Objectif A:
D'après le document source, de quel mot « bourjouïs » est-il une altération ?

Mais les bolchévistes firent mieux. Résolus à opérer eux-mêmes, ils se mirent dès le lendemain en devoir de décorer Kiev. Des torchons rouges furent suspendus partout : de grandes étoiles rouges pentagones, — véritables insignes maçonniques, — furent accrochées à toutes les maisons ; d’énormes placards furent exposés dans toutes les rues, portant des devises démagogiques, où se révélait une idéologie d’hystériques : « Paix aux villages, — guerre au Palais ! » — « Prenez garde, bourjouïs [2], nous allons allumer la torche d’un incendie mondial ! » — « Gorgez-vous de vos ananas et hâtez-vous de dévorer vos perdrix, bourjouïs, car vos derniers jours sont venus [3] ! »

Nous n’avions ni ananas, ni perdrix à nous mettre sous la dent, mais il semblait effectivement que nos derniers jours étaient venus. Je ne parlerai pas de toutes les misères et de toutes les persécutions que nous avions à souffrir de la part des bolchévistes : tout cela n’est que trop bien connu, hélas ! Mais, si vous aviez le malheur d’appartenir, en plus, à une famille de l’aristocratie et de porter un titre, leur tyrannie, leurs tracasseries et leurs sarcasmes n’avaient plus de bornes.

  1. Quartier commercial et juif de Kiev.
  2. Altération de « bourgeois ».
  3. Toutes ces inscriptions étaient rimées en russe.

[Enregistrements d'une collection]

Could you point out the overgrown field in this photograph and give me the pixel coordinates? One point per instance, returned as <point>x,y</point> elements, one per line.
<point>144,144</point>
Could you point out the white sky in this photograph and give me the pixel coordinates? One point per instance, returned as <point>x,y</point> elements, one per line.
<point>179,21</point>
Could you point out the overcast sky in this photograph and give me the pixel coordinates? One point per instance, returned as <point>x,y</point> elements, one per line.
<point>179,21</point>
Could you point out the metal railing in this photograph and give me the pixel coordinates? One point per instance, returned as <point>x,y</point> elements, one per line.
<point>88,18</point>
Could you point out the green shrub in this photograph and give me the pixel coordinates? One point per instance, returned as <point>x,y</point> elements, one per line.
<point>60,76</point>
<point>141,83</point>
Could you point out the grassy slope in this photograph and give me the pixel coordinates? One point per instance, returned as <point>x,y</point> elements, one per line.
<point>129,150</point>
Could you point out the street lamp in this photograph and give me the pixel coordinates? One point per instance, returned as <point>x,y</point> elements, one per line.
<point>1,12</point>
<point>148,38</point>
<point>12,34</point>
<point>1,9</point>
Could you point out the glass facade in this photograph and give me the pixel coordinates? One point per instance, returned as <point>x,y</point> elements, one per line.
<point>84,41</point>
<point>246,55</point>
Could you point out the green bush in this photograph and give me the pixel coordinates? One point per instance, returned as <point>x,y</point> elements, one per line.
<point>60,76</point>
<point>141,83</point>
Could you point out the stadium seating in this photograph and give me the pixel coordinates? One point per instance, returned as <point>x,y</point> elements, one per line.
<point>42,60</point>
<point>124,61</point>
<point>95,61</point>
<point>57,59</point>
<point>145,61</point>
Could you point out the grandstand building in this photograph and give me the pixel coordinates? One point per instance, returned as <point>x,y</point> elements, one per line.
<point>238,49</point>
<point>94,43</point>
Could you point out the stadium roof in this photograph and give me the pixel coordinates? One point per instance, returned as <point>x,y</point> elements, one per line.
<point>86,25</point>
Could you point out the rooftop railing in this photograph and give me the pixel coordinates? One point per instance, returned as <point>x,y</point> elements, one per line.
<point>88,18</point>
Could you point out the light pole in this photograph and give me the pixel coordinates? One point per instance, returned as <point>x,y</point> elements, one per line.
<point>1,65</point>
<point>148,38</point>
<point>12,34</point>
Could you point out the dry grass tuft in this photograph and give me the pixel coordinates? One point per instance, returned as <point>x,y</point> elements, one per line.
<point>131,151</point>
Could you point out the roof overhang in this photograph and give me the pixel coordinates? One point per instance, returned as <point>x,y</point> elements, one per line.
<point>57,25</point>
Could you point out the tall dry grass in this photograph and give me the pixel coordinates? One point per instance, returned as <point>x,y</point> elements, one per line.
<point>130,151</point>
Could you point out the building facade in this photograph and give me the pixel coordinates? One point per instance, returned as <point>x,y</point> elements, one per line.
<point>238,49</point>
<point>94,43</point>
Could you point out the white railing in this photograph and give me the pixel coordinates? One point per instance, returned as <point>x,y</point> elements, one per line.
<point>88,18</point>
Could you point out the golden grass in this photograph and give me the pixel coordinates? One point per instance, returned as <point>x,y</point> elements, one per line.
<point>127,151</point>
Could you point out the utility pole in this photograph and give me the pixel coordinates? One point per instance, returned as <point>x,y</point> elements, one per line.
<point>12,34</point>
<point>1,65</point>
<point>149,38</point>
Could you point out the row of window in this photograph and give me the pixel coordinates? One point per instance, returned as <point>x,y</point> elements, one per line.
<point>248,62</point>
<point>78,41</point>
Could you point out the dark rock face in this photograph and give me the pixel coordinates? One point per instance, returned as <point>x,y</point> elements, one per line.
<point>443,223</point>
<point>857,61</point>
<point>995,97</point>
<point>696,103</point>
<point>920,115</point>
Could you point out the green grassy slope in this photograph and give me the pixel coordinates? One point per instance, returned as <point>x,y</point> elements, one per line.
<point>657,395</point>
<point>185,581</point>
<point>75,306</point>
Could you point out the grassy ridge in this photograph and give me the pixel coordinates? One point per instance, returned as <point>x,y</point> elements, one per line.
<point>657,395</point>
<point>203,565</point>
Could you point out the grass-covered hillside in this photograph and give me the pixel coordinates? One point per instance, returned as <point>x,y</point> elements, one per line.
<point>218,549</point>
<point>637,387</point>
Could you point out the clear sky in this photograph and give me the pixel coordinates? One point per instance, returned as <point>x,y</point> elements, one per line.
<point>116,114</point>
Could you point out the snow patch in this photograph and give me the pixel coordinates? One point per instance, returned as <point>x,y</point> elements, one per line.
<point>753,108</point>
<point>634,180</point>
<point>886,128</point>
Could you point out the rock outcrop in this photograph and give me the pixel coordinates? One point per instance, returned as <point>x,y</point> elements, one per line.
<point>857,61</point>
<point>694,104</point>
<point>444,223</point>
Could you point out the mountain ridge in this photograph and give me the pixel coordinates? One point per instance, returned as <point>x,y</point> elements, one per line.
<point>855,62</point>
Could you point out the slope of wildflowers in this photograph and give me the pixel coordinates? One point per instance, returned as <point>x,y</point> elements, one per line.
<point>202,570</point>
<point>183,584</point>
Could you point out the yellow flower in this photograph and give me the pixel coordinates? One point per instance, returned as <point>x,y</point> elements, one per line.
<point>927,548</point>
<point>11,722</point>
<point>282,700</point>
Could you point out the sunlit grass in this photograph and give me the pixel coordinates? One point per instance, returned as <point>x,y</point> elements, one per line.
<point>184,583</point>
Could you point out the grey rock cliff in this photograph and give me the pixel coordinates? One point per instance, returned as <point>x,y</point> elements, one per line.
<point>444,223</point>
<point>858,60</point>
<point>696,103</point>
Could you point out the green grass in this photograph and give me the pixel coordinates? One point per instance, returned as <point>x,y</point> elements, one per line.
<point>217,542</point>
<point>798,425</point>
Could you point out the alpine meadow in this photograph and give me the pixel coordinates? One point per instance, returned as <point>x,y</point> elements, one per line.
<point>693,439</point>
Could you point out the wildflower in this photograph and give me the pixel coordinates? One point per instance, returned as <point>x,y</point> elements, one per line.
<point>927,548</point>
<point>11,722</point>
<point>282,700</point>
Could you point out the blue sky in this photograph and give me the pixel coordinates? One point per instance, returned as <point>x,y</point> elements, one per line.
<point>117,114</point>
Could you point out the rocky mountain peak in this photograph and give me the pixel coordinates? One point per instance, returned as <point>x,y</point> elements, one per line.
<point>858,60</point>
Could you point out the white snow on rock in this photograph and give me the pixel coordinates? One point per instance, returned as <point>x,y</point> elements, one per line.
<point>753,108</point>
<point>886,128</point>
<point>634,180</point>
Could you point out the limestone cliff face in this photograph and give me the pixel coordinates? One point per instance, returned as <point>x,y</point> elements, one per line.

Objectif B:
Recopiez à l'identique la partie des enregistrements qui commence à la ligne contenant « Could you point out the green grass in » et va jusqu'à la fin des enregistrements, cette première ligne et la dernière comprises.

Résultat A:
C'est une altération de « bourgeois ».

Résultat B:
Could you point out the green grass in this photograph and give me the pixel coordinates? One point per instance, returned as <point>x,y</point> elements, one per line.
<point>217,542</point>
<point>798,425</point>
Could you point out the alpine meadow in this photograph and give me the pixel coordinates? One point per instance, returned as <point>x,y</point> elements, one per line.
<point>693,439</point>
Could you point out the wildflower in this photograph and give me the pixel coordinates? One point per instance, returned as <point>x,y</point> elements, one per line.
<point>927,548</point>
<point>11,722</point>
<point>282,700</point>
Could you point out the blue sky in this photograph and give me the pixel coordinates? One point per instance, returned as <point>x,y</point> elements, one per line.
<point>117,114</point>
Could you point out the rocky mountain peak in this photograph and give me the pixel coordinates? One point per instance, returned as <point>x,y</point> elements, one per line.
<point>858,60</point>
Could you point out the white snow on rock in this photograph and give me the pixel coordinates? One point per instance, returned as <point>x,y</point> elements, one per line.
<point>753,108</point>
<point>886,128</point>
<point>634,180</point>
Could you point out the limestone cliff face in this photograph and give me the pixel coordinates? One point per instance, returned as <point>x,y</point> elements, one per line.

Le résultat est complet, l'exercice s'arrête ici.